Count the lines in the items below that contain the string "distant". Reply with the number alone.
▽
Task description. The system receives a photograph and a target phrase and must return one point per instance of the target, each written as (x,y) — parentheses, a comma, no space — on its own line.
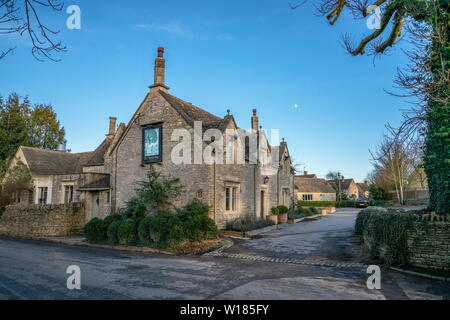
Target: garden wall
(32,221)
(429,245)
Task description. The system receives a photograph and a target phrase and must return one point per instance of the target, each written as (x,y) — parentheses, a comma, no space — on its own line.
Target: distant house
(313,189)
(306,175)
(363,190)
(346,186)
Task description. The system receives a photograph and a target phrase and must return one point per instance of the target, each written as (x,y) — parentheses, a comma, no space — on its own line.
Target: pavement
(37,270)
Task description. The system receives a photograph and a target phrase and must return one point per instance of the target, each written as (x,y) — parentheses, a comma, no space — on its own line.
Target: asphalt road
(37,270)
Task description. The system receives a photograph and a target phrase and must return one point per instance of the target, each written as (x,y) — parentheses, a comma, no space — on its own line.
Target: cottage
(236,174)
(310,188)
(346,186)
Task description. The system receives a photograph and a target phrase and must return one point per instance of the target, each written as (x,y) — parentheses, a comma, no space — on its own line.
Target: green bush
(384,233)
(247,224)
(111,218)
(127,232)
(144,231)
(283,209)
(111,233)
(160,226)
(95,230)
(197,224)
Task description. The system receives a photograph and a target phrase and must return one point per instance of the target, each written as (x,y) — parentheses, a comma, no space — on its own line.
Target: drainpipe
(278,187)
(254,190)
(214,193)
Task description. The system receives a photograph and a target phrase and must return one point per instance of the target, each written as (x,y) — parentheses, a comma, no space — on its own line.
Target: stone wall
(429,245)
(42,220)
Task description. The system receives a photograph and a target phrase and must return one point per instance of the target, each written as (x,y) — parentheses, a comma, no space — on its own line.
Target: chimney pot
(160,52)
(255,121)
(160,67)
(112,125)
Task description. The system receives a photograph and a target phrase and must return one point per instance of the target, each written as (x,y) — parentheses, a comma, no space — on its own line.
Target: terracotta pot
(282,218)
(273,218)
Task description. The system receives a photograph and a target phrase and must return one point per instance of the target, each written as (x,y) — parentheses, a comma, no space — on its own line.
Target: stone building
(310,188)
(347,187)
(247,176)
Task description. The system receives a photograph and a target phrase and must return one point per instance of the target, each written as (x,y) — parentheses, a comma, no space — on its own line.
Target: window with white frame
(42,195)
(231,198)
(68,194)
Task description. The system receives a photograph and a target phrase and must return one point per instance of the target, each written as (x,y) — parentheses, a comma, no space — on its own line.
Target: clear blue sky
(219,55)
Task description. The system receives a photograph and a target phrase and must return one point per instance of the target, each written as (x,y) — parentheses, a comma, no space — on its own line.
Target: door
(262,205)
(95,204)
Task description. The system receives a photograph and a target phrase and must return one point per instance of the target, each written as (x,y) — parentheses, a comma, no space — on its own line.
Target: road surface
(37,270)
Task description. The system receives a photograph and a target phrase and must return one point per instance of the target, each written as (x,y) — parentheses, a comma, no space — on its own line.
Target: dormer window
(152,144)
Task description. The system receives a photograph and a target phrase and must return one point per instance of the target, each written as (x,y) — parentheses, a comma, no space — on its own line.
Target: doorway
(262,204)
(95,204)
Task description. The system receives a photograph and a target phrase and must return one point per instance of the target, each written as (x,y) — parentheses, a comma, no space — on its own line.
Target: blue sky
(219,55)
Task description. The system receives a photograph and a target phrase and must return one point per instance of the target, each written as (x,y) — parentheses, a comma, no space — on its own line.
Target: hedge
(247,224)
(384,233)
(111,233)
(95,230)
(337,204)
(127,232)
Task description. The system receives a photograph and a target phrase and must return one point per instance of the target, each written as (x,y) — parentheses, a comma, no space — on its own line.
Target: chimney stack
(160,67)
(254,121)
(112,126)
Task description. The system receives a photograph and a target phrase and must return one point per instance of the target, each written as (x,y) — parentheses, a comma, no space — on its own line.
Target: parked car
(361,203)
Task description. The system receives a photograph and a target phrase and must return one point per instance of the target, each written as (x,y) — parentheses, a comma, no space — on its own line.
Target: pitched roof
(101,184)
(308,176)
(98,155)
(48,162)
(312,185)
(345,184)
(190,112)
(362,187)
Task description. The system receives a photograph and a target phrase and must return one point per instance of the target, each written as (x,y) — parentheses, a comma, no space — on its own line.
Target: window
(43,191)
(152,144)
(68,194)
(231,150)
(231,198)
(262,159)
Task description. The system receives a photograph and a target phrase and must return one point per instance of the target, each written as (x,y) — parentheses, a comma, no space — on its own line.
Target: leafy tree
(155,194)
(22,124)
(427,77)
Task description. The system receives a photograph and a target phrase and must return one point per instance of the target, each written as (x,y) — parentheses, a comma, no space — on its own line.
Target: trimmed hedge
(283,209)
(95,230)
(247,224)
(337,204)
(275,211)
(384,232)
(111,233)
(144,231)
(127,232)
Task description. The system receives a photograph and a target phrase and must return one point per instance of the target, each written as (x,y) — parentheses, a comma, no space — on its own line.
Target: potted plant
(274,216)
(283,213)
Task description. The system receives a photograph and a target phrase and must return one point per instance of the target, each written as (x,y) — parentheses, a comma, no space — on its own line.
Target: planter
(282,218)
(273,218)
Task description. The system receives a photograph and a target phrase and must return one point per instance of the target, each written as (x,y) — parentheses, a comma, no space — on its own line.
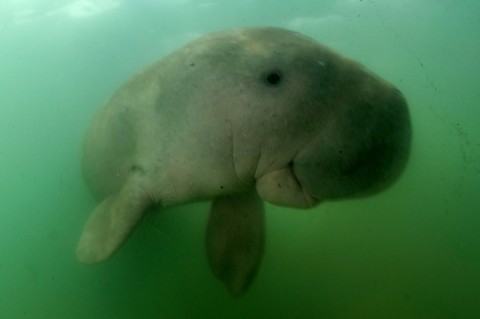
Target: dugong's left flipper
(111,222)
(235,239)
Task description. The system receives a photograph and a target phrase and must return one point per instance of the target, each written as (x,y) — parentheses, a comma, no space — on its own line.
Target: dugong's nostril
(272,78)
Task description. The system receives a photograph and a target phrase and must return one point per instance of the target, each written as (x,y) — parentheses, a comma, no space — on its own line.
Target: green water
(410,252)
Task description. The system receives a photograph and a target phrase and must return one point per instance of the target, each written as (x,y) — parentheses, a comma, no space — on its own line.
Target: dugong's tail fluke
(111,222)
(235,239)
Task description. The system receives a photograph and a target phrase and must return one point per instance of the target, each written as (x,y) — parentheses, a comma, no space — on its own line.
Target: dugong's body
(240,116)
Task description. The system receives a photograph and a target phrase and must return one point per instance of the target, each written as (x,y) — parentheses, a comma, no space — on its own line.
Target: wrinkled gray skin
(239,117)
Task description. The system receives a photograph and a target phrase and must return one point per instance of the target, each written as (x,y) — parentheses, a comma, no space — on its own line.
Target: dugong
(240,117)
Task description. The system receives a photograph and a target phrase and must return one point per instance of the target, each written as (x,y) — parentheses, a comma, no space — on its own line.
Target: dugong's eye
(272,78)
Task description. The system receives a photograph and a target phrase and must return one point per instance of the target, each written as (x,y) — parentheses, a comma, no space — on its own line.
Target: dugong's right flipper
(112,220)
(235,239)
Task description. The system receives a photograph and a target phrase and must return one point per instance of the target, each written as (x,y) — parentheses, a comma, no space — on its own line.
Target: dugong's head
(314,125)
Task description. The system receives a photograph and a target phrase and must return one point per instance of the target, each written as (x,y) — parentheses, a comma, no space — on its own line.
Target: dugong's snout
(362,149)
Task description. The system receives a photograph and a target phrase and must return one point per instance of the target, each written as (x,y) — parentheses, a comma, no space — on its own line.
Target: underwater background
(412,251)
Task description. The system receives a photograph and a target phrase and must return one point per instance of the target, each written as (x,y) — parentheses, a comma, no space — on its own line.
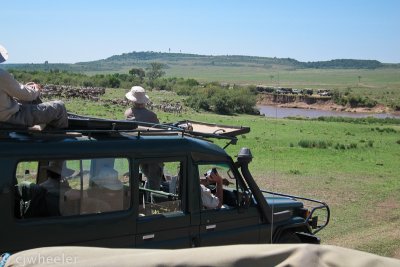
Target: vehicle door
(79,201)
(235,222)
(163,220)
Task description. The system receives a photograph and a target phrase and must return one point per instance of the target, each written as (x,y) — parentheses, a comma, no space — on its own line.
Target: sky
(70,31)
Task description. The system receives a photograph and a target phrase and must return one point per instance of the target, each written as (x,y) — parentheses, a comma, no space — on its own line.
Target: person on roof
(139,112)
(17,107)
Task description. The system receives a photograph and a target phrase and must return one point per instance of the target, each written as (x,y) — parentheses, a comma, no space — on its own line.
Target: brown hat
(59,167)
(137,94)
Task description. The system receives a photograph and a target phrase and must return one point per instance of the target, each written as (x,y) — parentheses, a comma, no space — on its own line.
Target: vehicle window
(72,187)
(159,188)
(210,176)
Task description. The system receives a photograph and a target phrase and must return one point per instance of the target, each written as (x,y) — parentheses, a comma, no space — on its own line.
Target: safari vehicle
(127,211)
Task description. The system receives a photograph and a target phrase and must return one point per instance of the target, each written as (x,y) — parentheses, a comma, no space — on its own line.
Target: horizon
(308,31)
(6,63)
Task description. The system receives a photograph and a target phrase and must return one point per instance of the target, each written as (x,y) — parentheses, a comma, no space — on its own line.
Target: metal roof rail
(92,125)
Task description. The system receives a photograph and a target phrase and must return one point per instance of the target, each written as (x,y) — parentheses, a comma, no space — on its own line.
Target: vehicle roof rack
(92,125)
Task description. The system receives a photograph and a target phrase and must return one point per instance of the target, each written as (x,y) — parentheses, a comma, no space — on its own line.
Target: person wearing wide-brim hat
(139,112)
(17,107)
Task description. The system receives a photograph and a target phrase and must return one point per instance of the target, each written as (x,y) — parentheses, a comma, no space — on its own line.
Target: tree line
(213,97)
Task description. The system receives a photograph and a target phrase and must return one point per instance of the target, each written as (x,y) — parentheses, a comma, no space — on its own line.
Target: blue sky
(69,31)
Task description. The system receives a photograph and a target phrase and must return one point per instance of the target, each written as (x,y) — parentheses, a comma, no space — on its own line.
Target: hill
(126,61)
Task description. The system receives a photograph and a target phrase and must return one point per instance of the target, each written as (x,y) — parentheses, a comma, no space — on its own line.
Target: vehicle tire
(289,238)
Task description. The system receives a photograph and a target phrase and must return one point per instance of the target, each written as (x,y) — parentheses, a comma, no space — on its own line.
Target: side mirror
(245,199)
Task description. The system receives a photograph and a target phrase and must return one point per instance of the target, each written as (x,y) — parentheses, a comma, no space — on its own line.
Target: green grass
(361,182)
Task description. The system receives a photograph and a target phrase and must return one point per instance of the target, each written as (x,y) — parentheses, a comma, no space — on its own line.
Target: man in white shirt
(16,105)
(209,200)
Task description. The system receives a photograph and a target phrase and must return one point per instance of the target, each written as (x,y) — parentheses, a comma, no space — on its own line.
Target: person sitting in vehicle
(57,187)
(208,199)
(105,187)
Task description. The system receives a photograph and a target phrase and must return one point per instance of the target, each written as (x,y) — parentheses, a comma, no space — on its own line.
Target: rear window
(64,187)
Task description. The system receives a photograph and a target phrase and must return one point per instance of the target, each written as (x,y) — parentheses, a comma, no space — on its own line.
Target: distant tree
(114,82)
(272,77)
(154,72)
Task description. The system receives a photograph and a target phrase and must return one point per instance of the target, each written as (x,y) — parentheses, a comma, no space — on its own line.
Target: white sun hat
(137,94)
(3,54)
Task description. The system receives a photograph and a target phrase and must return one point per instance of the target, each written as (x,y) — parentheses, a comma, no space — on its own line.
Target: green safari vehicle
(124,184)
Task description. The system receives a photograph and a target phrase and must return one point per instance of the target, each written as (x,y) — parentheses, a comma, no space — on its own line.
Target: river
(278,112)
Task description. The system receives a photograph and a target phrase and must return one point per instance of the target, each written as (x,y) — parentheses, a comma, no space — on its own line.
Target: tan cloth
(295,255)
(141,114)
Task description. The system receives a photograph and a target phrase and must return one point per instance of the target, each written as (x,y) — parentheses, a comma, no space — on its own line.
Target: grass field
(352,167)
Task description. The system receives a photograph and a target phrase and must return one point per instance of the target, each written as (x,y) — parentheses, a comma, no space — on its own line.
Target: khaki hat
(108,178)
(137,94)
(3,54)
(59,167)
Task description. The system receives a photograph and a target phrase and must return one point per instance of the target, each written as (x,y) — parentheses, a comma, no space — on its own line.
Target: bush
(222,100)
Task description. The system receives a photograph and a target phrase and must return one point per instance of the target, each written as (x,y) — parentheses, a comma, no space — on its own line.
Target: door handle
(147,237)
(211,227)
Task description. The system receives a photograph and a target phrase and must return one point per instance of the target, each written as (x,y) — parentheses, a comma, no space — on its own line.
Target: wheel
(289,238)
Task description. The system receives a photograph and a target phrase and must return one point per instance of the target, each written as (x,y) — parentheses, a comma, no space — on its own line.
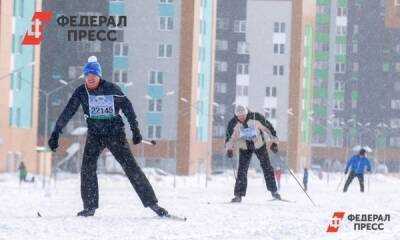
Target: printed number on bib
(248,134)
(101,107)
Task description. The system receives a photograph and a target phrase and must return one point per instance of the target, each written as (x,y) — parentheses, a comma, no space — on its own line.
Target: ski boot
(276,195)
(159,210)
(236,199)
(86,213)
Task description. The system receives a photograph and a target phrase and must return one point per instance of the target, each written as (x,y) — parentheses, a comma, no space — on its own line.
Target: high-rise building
△
**Expected answer**.
2